# Data rows
= = = = =

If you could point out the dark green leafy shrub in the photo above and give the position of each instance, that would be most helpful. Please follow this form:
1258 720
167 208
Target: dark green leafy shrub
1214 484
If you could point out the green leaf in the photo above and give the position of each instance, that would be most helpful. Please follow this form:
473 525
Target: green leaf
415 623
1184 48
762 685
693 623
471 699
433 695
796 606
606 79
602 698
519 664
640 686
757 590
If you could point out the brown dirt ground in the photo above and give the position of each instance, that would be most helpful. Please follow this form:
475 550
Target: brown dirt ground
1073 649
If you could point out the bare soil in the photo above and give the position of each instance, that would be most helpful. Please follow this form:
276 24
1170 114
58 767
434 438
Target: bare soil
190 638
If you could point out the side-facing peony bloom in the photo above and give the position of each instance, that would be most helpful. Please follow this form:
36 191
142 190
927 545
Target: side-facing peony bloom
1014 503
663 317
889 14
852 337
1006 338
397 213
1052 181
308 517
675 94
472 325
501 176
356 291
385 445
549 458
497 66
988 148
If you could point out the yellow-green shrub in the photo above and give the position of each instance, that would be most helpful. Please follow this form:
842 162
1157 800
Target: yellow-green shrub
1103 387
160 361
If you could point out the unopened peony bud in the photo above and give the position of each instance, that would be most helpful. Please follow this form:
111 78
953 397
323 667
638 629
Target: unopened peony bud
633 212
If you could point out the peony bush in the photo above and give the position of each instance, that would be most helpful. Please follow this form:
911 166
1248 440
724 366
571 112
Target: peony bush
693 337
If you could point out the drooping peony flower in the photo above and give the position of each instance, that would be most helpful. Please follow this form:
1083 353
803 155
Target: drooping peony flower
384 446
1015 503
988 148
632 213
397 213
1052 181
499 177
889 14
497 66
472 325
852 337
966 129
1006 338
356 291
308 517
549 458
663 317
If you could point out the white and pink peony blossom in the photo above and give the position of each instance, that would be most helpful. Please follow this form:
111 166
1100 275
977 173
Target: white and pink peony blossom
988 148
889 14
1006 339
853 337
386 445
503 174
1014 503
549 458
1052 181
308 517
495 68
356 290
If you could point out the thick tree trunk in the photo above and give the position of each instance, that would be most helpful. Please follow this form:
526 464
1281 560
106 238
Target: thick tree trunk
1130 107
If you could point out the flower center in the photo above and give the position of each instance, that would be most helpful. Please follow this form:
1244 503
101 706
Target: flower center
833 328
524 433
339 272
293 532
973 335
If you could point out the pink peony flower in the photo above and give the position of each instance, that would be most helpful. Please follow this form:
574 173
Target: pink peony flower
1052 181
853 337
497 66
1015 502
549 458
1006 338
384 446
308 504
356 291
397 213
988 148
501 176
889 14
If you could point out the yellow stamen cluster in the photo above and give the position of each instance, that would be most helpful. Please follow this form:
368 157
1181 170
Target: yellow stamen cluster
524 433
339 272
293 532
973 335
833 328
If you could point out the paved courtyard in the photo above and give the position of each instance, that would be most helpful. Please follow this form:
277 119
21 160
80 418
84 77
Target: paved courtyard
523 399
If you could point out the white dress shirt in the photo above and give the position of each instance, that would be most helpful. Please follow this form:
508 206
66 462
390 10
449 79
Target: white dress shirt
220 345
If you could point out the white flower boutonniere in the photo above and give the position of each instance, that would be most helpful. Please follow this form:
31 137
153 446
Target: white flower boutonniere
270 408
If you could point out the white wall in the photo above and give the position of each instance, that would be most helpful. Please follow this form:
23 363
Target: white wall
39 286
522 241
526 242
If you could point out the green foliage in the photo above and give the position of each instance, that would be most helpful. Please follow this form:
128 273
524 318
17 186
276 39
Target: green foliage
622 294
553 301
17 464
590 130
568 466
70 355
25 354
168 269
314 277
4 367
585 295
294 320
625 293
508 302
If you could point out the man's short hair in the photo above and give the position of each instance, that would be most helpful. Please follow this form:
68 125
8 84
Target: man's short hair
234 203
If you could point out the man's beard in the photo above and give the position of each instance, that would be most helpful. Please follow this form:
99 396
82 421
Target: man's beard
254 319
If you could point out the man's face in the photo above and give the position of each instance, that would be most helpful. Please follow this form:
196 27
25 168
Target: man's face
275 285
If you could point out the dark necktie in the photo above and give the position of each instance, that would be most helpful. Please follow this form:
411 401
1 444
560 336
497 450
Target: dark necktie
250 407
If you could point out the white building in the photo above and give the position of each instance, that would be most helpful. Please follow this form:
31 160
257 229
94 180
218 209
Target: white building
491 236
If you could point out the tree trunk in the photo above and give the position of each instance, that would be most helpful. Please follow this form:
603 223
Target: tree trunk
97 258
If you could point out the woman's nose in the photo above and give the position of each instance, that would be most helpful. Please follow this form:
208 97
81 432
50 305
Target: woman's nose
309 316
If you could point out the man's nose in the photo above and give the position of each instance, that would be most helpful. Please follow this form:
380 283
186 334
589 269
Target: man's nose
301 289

= = = = =

# Task description
Substitute "that would be greatly appreciated" for "that would be most helpful" throughout the items above, and reproduce every item with nothing else changed.

# Correct answer
If you could point out the dark green leafy shrub in the photo above and give the position of each instance, that would be greatly appreciated. Please follow this form:
1258 720
167 208
Target: dark green leafy shrub
1214 484
If you could point out the green leaf in the photo above and give the position of each instance, that would be greatly appreciated. Please follow this form:
473 525
Target: green leaf
415 623
1184 48
762 685
693 623
471 699
433 695
796 606
606 79
602 698
519 664
640 686
757 590
If you could point out the brown dirt ground in the photo above and give the position of each instance, that would be greatly appreciated. Please follow this form:
475 550
Target: brown dirt ground
1073 649
If you could point out the bare soil in the photo above and give the position of each instance, that would be greatly appreciated. Please follow this form:
276 24
1170 114
58 767
434 438
Target: bare soil
190 638
If you could point out the side-facing peony bloom in the photo above and give the position of each instance, that would be greatly appreciated. Please follow this form:
36 191
142 190
927 545
Target: side-facing peony bloom
1014 503
663 317
889 14
852 337
1006 338
397 213
1052 181
308 517
675 94
472 325
501 176
356 291
385 445
549 458
497 66
988 148
If you could point out the yellow-green shrub in the photo above and give the position of each instance, that would be greatly appreciated. Please follow this form:
842 162
1157 800
Target: yellow-green shrub
1103 387
160 361
If you could point out the unopened peony bud in the photo above and give the position of each instance, that would be greatly appreciated. Please follow this form:
111 78
953 397
323 667
638 629
Target: unopened peony bud
633 212
If you could point out the peony bush in the photo above and give the position of each instance, that would be greatly appreciated. Please follow this form:
911 166
1248 440
724 366
571 112
Target: peony bush
693 337
If you could point out the drooping peony flower in the photo above and give the position of each instance, that would be greatly appreciated. Please follow this form:
1083 353
803 155
Target: drooping peony flower
384 446
1015 503
988 148
632 213
397 213
1052 181
499 177
889 14
497 66
472 325
852 337
966 129
1006 338
356 291
308 517
549 458
663 317
If you could point out the white and pink peony blossom in the photo above and give the position of each instance, that would be greatly appreciated. Please follow this form:
111 166
1100 275
977 173
Target: white and pink peony blossom
988 148
889 14
1006 339
853 337
386 445
503 174
1014 503
549 458
1052 181
308 517
495 68
356 290
If you could point out the thick tree trunk in the photo above and give the position of each instance, that would be greatly appreciated. Please follow this form:
526 464
1281 560
106 238
Target: thick tree trunk
1130 107
If you could point out the flower center in the photo above and give the position of each instance, that would be greatly appreciated. Please follow this form:
1244 503
101 706
Target: flower center
833 328
524 433
339 272
293 532
973 335
If you could point out the pink peony flower in the photo above and give the position of each instance, that would be greatly appreciated. Please follow this form:
574 173
Target: pink peony flower
1052 181
853 337
497 66
1015 502
549 458
1006 338
384 446
308 504
356 291
397 213
988 148
501 176
889 14
If you could point out the yellow stamen cluster in the photo above and give the position of each instance, that would be greatly appreciated. Please follow this form:
368 157
1181 170
Target: yellow stamen cluster
524 433
339 272
293 532
973 335
833 328
If you could point out the paved courtyard in the photo above and give the position of each instance, that would be greatly appreciated. Please follow this form:
277 119
21 160
80 418
84 77
Target: paved courtyard
523 399
If you could point out the white dress shirt in the photo above and give the position of each instance, that would be greatly appreciated. Please follow this form:
508 206
66 462
390 10
449 79
Target: white dress shirt
220 345
If you could point out the white flower boutonniere in the photo above and give the position of each instance, that would be greatly appreciated. Please follow this form:
31 137
153 446
Target: white flower boutonniere
270 408
If you could point out the white wall in the photo above and give the position of each instance, that would be greatly appreciated. Please follow this form:
23 363
Target: white wall
39 286
522 241
526 242
If you could point out the green foliage in the photo above and give the position of each instance, that would be greatly appreciated. Please follow this form:
128 273
524 318
17 186
276 39
Target: green foliage
622 294
553 301
17 464
590 130
568 466
70 355
25 354
168 269
314 277
4 367
585 295
294 320
625 293
508 302
If you could point out the man's short hair in the photo above and give the position of each instance, that would be greatly appreciated. Please follow this form:
68 125
8 84
Target: man's short hair
234 203
If you could point out the man's beard in the photo above and give the position of each instance, that would be greatly appreciated. Please follow this form:
99 396
82 421
Target: man's beard
254 319
If you could point out the man's face in the photo above and give the position of each instance, that would be greatly appreciated. Please follow this form:
196 27
25 168
Target: man's face
275 285
If you could point out the dark necktie in the photo above and give the position of each instance, that would be greatly appreciated. Please follow this form:
411 401
1 444
560 336
497 450
Target: dark necktie
250 407
If you could point out the white building in the photo above and give the position of each instance, that would be greatly appreciated. Please follow this form:
31 160
257 229
94 180
218 209
Target: white building
491 236
If you could point out the tree trunk in the photo above and give the position of each instance, that would be greatly appreciated. Please follow this form:
603 223
Target: tree trunk
97 258
If you could point out the woman's nose in the photo above and give the position of each instance, that would be greatly appreciated. Please follow this form:
208 97
81 432
50 305
Target: woman's nose
309 316
If you could point out the man's nose in the photo above and give the position of each instance, that would be greatly appreciated. Please follow this form:
380 283
186 334
589 269
Target: man's nose
301 289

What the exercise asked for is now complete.